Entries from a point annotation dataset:
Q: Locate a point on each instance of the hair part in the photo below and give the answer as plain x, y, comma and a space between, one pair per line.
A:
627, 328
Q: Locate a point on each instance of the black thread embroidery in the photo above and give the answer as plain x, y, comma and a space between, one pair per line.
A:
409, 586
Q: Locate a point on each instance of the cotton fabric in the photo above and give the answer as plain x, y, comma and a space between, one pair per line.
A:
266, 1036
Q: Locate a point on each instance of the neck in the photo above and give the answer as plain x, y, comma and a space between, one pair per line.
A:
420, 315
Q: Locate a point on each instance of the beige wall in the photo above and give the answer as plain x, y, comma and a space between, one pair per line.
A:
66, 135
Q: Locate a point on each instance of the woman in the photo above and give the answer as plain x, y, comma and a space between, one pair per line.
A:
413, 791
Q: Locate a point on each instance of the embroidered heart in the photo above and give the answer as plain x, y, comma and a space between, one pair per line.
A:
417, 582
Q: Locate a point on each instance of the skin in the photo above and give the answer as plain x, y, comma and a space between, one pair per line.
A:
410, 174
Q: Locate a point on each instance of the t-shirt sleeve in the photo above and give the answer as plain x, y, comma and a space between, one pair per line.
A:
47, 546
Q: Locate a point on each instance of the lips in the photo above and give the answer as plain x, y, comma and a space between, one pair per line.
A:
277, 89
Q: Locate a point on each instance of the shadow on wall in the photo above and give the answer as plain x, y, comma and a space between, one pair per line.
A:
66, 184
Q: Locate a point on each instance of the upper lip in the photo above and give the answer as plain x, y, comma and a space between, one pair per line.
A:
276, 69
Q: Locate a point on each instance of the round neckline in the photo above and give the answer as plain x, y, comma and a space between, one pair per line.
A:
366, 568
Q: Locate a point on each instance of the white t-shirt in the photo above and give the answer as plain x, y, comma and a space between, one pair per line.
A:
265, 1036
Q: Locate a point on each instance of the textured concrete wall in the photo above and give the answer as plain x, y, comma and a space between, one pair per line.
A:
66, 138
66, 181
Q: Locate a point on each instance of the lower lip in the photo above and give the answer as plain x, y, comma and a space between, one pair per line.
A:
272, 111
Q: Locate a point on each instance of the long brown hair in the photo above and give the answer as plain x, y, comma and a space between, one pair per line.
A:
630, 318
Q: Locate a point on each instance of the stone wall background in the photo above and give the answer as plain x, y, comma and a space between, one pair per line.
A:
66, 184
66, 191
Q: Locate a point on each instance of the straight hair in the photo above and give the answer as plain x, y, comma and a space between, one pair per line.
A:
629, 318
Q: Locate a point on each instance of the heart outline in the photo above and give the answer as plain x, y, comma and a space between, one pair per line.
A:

__Written task__: Rewrite all of the entries above as a Markdown table with two columns, "Row" for the row number and "Line" for the text, giving each line its own numbered row. Leave out any blank lines.

__Reply to the exercise__:
| Row | Line |
|---|---|
| 1 | Q: Locate a point on each instance of the hair part in the photo below and give the answer as plain x, y, comma and a space between, one pair per line. |
| 2 | A: |
| 3 | 627, 328 |
| 4 | Q: Locate a point on each instance of the black thread embroidery in the photo above and give the answer as plain x, y, comma and a space between, one pair per line. |
| 5 | A: |
| 6 | 409, 586 |
| 7 | Q: Locate a point on each instance of the cotton fabric in the photo above and give the answer as plain x, y, comma and a space between, one pair per line. |
| 8 | A: |
| 9 | 266, 1036 |
| 10 | Q: Locate a point on each instance of the neck in the photo above and give the answer as plain x, y, comma and a space between, one pair per line. |
| 11 | A: |
| 12 | 420, 315 |
| 13 | Q: Locate a point on each instance of the beige wall in the photo above and give the answer as plain x, y, comma and a space between, one pair per line. |
| 14 | A: |
| 15 | 66, 135 |
| 16 | Q: Locate a point on each instance of the woman in the photo above and give the answer as plain x, y, comma and a space between, one pair per line. |
| 17 | A: |
| 18 | 413, 791 |
| 19 | Q: Locate a point on each instance of the embroidered heart in the photo above and give the answer as plain x, y, comma and a space between, one pair per line. |
| 20 | A: |
| 21 | 417, 582 |
| 22 | Q: Locate a point on each instance of the skin in the photo above and give the answer as plain x, y, comma and a space between, one pair per line. |
| 23 | A: |
| 24 | 410, 174 |
| 25 | Q: Locate a point on each instance of the t-shirt sleeve in the photo above and give the answer as plain x, y, comma and a space between, one pair per line. |
| 26 | A: |
| 27 | 47, 546 |
| 28 | Q: Locate a point on each instance of the lips in the photo above and give the answer as plain x, y, comma and a space between, one pair per line. |
| 29 | A: |
| 30 | 277, 89 |
| 31 | Q: Locate a point on each instance of the shadow on wall in the photo above and give the answer as plain x, y, comma and a space between, one pair per line. |
| 32 | A: |
| 33 | 66, 184 |
| 34 | Q: Locate a point on each instance of the upper lip in the photo above and give the answer as plain x, y, comma and a space between, one pair per line. |
| 35 | A: |
| 36 | 276, 69 |
| 37 | Q: Locate a point on each instance of the round neckline in the photo above and give the answer as plain x, y, comma and a space between, one pair per line. |
| 38 | A: |
| 39 | 366, 568 |
| 40 | Q: Locate a point on each instance of the white t-shirt in the photo above and give the answer as plain x, y, comma and a space between, one pair per line. |
| 41 | A: |
| 42 | 265, 1036 |
| 43 | Q: Locate a point on each instance of the textured concrete wall in the photo above and give the answer as plain x, y, comma and a space between, one pair per line. |
| 44 | A: |
| 45 | 66, 138 |
| 46 | 66, 181 |
| 47 | Q: Locate a point on each instance of the lower lip in the photo above and give the answer as plain x, y, comma and a space between, one pair per line. |
| 48 | A: |
| 49 | 272, 111 |
| 50 | Q: Locate a point on each instance of the long brown hair in the photo above and give the answer as plain x, y, comma and a space between, one pair per line. |
| 51 | A: |
| 52 | 630, 318 |
| 53 | Q: Locate a point on each instance of the stone wall background in the photo above and give the answer as plain x, y, comma and a space between, one pair per line. |
| 54 | A: |
| 55 | 66, 184 |
| 56 | 66, 191 |
| 57 | Q: Locate a point on each instance of the straight hair in the photo above and give the answer as plain x, y, comma and a space between, one pair per line. |
| 58 | A: |
| 59 | 629, 318 |
| 60 | Q: Locate a point on each instance of the heart outline in the photo above and give the answer as plain x, y, comma and a space between, one pair per line. |
| 61 | A: |